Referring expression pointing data
□ □ □ □ □ □ □
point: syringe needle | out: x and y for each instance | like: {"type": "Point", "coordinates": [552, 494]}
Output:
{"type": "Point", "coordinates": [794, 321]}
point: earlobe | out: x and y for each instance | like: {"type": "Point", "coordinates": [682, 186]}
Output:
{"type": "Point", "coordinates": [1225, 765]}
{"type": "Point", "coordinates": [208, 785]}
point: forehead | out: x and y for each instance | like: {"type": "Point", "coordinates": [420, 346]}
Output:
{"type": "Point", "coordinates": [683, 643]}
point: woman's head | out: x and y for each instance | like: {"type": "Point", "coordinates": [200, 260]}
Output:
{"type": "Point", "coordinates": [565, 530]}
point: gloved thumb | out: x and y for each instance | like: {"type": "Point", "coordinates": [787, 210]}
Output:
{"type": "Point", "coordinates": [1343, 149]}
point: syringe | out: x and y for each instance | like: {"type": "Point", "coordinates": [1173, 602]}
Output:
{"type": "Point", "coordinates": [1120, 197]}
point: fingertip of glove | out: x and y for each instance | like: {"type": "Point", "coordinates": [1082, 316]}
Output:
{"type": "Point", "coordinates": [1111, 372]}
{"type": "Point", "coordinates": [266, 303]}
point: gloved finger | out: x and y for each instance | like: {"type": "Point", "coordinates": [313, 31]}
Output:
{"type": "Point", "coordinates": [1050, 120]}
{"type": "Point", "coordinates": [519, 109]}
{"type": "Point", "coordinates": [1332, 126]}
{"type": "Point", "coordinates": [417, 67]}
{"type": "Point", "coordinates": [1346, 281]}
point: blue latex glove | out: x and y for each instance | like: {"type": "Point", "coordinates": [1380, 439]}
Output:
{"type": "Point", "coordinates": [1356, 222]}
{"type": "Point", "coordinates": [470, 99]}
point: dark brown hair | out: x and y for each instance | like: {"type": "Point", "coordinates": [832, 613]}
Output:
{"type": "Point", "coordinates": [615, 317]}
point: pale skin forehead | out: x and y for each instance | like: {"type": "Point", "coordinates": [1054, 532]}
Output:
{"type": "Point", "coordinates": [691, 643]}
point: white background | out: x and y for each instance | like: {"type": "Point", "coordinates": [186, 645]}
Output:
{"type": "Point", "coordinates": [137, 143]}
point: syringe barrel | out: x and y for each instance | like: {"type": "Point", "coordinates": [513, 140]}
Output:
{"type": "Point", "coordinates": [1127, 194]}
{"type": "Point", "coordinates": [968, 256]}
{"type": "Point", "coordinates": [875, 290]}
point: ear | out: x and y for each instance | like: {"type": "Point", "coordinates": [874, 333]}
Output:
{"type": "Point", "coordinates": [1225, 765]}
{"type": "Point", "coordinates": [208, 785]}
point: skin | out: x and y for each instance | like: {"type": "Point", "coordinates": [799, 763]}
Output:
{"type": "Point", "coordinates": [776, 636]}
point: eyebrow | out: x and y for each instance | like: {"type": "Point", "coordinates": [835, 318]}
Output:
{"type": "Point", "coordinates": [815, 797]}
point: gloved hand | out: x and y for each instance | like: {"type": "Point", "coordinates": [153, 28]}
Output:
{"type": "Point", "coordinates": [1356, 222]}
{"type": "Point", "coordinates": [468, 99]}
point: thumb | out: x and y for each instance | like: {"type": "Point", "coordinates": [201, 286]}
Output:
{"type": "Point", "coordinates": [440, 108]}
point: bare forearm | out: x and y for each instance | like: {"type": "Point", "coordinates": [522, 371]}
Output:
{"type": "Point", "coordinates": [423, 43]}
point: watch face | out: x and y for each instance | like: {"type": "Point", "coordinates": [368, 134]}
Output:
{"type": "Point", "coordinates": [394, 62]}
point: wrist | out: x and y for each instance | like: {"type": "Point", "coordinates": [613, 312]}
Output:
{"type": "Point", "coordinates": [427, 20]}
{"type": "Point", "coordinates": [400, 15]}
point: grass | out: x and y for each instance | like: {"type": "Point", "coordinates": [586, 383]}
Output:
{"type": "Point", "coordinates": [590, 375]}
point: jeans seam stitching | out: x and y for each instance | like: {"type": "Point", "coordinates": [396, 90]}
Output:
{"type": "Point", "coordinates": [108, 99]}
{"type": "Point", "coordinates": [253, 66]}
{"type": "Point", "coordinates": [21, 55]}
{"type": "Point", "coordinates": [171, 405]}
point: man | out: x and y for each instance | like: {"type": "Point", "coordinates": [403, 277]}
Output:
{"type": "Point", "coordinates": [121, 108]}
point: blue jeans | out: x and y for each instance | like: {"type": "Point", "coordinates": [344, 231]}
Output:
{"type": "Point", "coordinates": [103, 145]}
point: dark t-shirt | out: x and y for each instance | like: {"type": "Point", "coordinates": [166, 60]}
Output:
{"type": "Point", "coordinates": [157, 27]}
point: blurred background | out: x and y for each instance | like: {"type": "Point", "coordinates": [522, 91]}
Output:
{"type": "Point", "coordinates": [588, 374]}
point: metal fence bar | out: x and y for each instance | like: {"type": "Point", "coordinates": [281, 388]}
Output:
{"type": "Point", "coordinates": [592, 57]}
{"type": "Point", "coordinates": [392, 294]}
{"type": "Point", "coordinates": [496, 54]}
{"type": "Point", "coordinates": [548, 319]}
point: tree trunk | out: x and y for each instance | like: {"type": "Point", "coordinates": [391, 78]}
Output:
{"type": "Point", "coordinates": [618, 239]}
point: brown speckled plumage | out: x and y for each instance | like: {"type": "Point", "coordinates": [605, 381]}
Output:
□ □ □ □ □ □ □
INSTRUCTIONS TO FOLLOW:
In the entries above, copy each line that contains the string "jeans".

ANSWER BOX:
point: jeans seam stitching | out: x and y for each instance | like: {"type": "Point", "coordinates": [396, 90]}
point: blue jeans | out: x and y for each instance | like: {"type": "Point", "coordinates": [344, 231]}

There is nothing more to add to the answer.